- _EXERCISE PROMPT_
Copy the part of the income protection article below that runs from "The insurer told" to "could claim on.", keeping every word and punctuation mark unchanged.

- _SELECTED PASSAGE_
····················
Insurers need to get more creative in designing income protection (IP) cover for people who have suffered cancer or heart disease, according to Royal London.
The insurer told the Income Protection Taskforce’s Income Protection Awareness Week that it did not think the insurance industry was flexible enough in creating cover for certain groups that needed it.
Craig Paterson, chief underwriter at insurer Royal London, explained insurers faced a tricky balance to ensure they charged an accurate price for the number of claims they expected, prevent the product being unaffordable, and provide a solution customers could claim on.
Paterson revealed he is often asked whether an exclusion can be applied instead of rejecting a prospective customer’s application for cover but noted this can be challenging.
“You know a customer that’s had cancer or a heart attack, they will often be absent for work for a variety of different reasons,” Paterson (pictured) said.
“If we get that wrong and it impacts the number of claims we receive we have to put up prices for everyone, so it’s a tricky balance to strike, but my view would be that we’ve not struck that balance yet.
“I think insurers, and I would include Royal London in this, have to get more creative in the space and looking at customers more individually is certainly a way to do that.
····················
- _DATA PROVIDED_

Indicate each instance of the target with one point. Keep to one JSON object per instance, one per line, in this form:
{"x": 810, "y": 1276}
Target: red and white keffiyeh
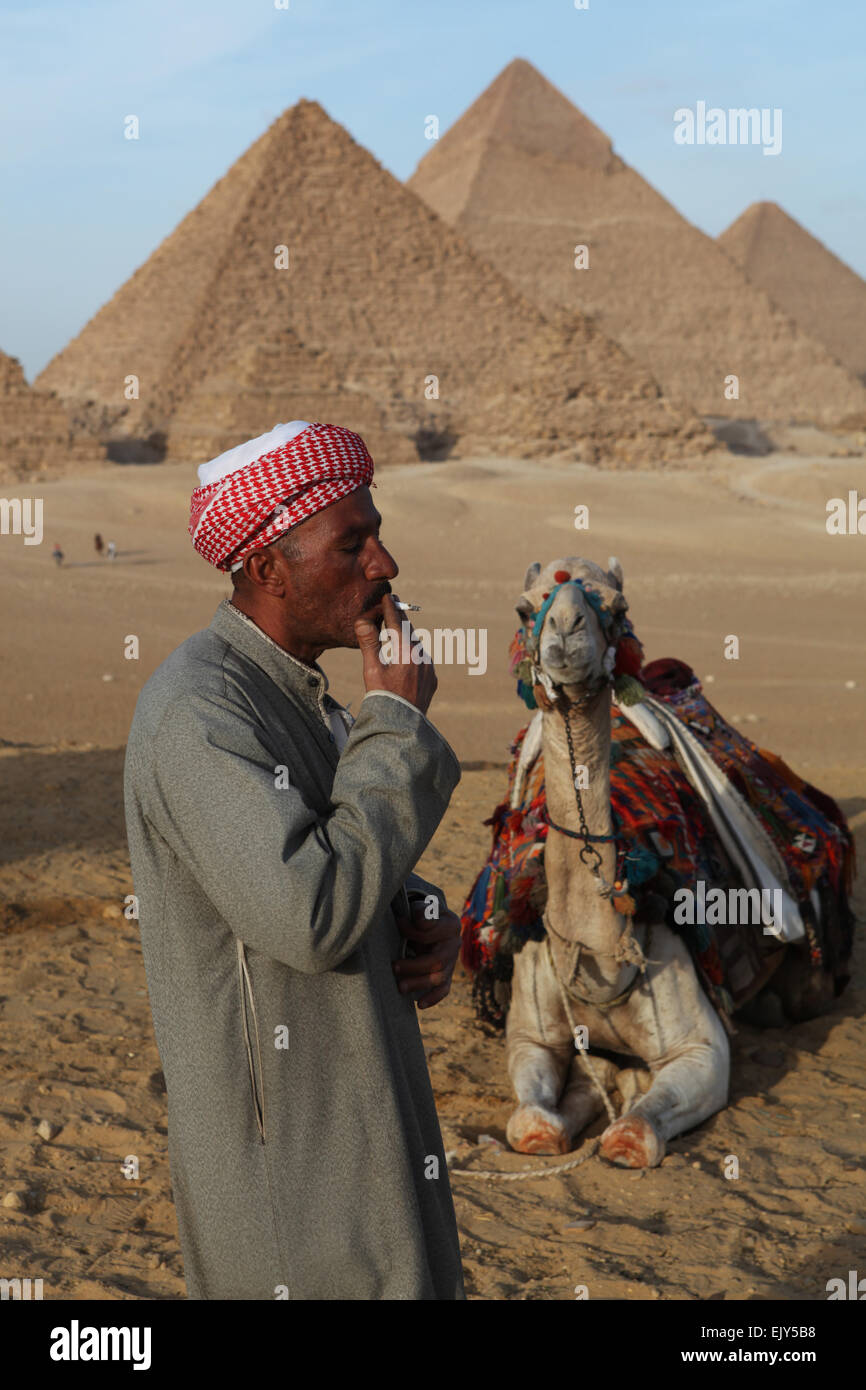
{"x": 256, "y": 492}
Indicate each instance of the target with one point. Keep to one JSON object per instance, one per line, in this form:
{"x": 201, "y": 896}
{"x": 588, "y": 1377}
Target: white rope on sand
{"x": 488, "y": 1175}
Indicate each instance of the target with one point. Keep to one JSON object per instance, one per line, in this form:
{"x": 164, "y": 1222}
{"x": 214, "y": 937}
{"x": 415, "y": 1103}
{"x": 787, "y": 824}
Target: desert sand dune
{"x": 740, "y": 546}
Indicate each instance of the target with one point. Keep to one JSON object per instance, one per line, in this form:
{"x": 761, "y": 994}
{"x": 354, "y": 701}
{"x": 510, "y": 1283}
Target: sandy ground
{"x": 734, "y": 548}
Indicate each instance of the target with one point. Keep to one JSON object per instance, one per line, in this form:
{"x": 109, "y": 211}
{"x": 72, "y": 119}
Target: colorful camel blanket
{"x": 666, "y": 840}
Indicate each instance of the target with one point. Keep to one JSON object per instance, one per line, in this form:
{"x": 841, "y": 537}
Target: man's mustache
····················
- _FINISHED TASK_
The insurer told the Income Protection Taskforce’s Income Protection Awareness Week that it did not think the insurance industry was flexible enough in creating cover for certain groups that needed it.
Craig Paterson, chief underwriter at insurer Royal London, explained insurers faced a tricky balance to ensure they charged an accurate price for the number of claims they expected, prevent the product being unaffordable, and provide a solution customers could claim on.